TO DO: Repeat word for word the stretch of the school phone-policy text from "While the argument" through "than phones are.".
---- TEXT UNDER STUDY
Dennis Condon, a board member, asked if students could check their phones out for bathroom breaks and Swensen said no, because there is no need to take it to the bathroom.

Swensen expressed his hope that locking the phones at the beginning of class will reduce the problem of students saying they have to go to the bathroom, only to go to their locker in the hall to use their phone.

“I don’t want to put a teacher in a position where they say to a student, ‘no you can’t go to the bathroom,'” he said.

Condon asked if there is a way to make cellphones not work inside the bathrooms, but was told that solution could be more costly.

Is there a case for phones?

In a preliminary survey among teachers, cellphones ranked number one among the top five distractions. Swensen said teachers receive constant reminders about distractions.

“If you have kids with phones, their attention is here. It’s there. It’s there,” Swensen said. “I remember a teacher telling me I had the attention span of a gnat. Well, I think a gnat nowadays would probably be somebody focused.”

Swensen said getting kids off screens will lead to sustained periods of interpersonal interactions with their peers in a classroom setting.

“I think we owe it to our kids to teach them responsible use,” Swensen said, “even if we have to do the hardest thing and take it out of their hands to do it.”

While the argument could be made that a phone is basically a computer in kids’ hands, Swensen said laptops and Chromebooks are much better suited for work than phones are.

Swensen said teachers were asked if they ever allow kids to use cellphones for work they could not do with another device. “The bottom line is no,” he said.

“Some of the parents’ concerns were, ‘what if there is an emergency?'” Swensen said. “In reality, in an emergency setting the last thing you want is for everybody to hop on their cellphone.”

Swensen said parents who need to be in touch with their son or daughter during the school day can call the main office as families have in the past.

“Nobody has argued against the rationale that we need to protect instructional time,” Swensen said. “Nobody argues with me that it’s not an important thing to do.”

An imperfect solution

Justin Orlando, a board member, said students’ social interactions are important to him, so he favors locking students phones up at the beginning of the school day and giving it back to them when they’re going home, rather than playing the game of locking up phones for each class, then unlocking them all day long.

“Now, they’d have their phone between classes,” Orlando said. “They’re not talking to their friends. They’re looking at their phones.”

Swensen said there is not a centralized area to lock the phones up for the day. Instead, lockers are spread out through the entire building.

“If I thought there was a feasible way to manage it, I would do that,” Swensen said. “I do think full day is the way to go.”

“I think it’s a good plan,” Condon said of the portable lockers. “I don’t think there’s any perfect plan. We’re all addicted to our phones.”
--------
---- DATASET
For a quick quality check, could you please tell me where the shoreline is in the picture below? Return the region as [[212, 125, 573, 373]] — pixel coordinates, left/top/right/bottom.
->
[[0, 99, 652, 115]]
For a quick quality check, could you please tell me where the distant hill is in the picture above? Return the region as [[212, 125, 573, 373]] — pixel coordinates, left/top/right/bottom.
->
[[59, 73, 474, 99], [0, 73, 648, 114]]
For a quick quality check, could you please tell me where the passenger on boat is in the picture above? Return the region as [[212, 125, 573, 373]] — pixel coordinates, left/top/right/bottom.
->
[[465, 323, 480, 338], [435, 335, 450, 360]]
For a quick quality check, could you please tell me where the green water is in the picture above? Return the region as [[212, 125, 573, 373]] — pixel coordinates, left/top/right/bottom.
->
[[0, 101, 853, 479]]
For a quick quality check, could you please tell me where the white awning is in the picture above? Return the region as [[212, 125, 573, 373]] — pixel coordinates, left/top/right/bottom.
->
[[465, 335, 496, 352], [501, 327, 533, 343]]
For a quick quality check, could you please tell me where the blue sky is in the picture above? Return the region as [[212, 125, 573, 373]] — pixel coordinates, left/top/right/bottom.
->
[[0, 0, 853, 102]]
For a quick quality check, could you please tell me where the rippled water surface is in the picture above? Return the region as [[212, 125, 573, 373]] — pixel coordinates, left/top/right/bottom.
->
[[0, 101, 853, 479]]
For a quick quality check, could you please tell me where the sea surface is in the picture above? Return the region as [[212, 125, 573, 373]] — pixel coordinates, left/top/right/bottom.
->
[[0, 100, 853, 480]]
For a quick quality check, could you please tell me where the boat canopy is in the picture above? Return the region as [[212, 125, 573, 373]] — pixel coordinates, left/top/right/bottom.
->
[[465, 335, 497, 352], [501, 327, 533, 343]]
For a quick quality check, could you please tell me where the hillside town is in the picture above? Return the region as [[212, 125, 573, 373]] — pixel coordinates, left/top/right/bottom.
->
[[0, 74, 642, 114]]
--------
SOLUTION FOR THIS EXERCISE:
While the argument could be made that a phone is basically a computer in kids’ hands, Swensen said laptops and Chromebooks are much better suited for work than phones are.